■ **Extrait du document**
---+---

GENEVE (Reuters) -Joe Biden et Vladimir Poutine sont convenus mercredi de mener des discussions bilatérales sur le contrôle des armes et la cybersécurité, effectuant ainsi de modestes progrès lors d'un premier sommet - décrit comme pragmatique plutôt que chaleureux - qui a entériné leurs divergences sur un éventail de questions.

L'entretien entre les présidents américain et russe, réunis dans une villa sur les rives du Léman à Genève, en Suisse, a duré moins de quatre heures, alors que des conseillers de Joe Biden s'attendaient à des discussions beaucoup plus longues.

Toutefois le président américain a décrit les échanges comme intenses et détaillés, ajoutant qu'il ne fut pas nécessaire pour les deux dirigeants de "passer plus de temps à parler".

---+---

■ **Lignes de données**
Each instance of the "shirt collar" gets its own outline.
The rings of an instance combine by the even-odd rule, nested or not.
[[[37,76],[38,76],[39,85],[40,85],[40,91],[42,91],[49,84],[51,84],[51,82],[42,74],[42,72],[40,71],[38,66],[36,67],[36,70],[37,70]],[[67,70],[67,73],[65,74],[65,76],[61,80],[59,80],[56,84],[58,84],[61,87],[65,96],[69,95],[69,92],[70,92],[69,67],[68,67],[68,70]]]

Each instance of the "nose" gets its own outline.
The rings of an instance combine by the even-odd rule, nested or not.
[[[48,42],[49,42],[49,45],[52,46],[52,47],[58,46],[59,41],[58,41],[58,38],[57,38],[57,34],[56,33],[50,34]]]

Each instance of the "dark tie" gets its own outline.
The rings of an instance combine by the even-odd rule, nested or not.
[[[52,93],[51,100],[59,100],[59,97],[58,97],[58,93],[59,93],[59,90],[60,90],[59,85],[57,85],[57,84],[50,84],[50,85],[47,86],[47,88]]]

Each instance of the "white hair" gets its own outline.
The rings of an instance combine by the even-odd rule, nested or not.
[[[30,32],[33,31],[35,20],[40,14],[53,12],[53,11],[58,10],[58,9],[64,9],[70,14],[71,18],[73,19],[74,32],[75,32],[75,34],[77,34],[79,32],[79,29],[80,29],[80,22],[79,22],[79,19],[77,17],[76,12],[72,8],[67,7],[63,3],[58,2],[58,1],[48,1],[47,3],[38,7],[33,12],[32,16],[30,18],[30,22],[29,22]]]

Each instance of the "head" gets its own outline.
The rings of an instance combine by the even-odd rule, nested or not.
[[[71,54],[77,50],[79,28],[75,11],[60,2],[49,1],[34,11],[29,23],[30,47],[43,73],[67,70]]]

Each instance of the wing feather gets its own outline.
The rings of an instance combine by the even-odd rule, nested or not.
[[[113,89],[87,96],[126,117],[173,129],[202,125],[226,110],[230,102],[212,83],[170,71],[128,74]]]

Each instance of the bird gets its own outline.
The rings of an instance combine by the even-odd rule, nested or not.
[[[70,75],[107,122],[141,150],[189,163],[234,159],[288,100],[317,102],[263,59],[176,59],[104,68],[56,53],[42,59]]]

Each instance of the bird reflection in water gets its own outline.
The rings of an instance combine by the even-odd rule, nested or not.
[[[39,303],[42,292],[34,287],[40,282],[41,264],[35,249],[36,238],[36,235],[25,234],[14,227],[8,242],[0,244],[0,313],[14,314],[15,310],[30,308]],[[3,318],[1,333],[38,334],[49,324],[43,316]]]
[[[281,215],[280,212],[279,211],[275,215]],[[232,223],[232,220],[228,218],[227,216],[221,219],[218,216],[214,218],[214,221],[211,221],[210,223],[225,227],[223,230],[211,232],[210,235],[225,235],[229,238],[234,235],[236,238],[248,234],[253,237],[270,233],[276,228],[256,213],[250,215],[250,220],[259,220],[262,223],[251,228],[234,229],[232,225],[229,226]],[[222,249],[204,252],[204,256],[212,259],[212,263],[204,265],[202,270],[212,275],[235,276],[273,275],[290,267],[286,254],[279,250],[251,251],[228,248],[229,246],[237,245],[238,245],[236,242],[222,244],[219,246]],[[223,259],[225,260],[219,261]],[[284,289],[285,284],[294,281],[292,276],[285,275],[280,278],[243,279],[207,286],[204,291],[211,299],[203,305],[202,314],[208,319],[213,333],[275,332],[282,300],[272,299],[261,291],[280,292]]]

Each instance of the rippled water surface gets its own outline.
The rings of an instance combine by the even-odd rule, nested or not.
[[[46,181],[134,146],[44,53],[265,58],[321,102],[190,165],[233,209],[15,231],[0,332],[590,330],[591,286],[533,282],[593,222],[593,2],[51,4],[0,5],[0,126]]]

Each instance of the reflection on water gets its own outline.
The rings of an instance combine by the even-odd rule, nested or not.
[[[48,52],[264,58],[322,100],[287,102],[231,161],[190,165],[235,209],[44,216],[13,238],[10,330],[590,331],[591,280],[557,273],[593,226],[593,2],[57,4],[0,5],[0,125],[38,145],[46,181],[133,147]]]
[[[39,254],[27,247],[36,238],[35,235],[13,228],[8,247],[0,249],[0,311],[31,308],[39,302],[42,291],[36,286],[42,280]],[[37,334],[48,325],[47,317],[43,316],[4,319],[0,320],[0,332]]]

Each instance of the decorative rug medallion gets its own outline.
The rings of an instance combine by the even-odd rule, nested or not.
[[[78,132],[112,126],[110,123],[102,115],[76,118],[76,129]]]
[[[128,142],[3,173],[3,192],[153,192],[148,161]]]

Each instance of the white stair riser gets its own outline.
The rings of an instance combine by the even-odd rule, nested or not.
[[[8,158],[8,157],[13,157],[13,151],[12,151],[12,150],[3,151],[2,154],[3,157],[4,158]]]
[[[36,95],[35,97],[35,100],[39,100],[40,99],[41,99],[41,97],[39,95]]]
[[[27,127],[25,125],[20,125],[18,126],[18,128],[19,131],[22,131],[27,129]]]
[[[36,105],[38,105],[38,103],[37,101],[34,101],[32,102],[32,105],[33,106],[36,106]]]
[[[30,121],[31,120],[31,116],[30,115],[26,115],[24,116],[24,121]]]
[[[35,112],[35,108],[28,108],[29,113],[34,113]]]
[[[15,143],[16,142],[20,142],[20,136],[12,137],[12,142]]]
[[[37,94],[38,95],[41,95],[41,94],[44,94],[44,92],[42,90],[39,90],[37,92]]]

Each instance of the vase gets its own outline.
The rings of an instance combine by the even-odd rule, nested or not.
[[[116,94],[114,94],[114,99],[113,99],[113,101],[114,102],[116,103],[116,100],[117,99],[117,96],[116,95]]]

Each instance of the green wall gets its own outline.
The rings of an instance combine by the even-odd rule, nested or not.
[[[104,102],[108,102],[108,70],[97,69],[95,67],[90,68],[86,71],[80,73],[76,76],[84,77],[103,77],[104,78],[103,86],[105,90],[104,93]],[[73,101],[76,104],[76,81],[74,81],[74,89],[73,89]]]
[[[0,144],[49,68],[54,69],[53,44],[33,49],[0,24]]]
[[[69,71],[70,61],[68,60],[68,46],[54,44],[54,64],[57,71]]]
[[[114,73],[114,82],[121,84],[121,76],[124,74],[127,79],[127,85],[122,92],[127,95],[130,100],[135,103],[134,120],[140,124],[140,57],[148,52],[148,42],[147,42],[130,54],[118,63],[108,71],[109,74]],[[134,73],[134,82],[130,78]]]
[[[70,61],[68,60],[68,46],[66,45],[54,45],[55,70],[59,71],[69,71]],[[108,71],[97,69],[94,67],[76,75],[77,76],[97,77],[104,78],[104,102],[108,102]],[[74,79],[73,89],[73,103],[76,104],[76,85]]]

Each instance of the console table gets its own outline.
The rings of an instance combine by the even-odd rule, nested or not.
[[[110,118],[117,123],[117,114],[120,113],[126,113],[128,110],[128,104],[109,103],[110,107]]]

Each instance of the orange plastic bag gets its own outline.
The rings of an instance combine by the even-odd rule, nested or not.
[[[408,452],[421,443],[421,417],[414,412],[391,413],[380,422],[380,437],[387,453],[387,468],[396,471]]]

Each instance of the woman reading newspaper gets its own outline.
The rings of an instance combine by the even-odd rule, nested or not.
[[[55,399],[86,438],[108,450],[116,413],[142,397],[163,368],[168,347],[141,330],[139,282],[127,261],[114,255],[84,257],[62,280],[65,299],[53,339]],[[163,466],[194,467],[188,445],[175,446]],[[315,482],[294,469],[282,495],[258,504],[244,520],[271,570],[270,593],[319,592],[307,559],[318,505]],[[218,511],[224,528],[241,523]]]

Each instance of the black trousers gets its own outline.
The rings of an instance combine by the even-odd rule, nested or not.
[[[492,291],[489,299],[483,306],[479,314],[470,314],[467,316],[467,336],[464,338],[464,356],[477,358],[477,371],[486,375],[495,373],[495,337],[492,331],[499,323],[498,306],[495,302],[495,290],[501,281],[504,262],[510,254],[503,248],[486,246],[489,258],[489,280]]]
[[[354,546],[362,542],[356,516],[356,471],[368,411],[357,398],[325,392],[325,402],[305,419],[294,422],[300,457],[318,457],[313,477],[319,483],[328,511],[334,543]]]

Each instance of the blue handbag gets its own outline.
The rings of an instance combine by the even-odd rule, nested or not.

---+---

■ **Consignes**
A: Recopiez mot pour mot le passage de l'article sur le sommet de Genève qui commence à "L'entretien entre les" et se termine à "beaucoup plus longues.".
B: Traduisez en anglais cette phrase de l'article sur le sommet de Genève : « L'entretien entre les présidents américain et russe, réunis dans une villa sur les rives du Léman à Genève, en Suisse, a duré moins de quatre heures, alors que des conseillers de Joe Biden s'attendaient à des discussions beaucoup plus longues. »

■ **Résultats par tâche**
A:
L'entretien entre les présidents américain et russe, réunis dans une villa sur les rives du Léman à Genève, en Suisse, a duré moins de quatre heures, alors que des conseillers de Joe Biden s'attendaient à des discussions beaucoup plus longues.

B: The meeting between the American and Russian presidents, who met in a villa on the shores of Lake Geneva in Geneva, Switzerland, lasted less than four hours, whereas Joe Biden's advisers had expected much longer talks.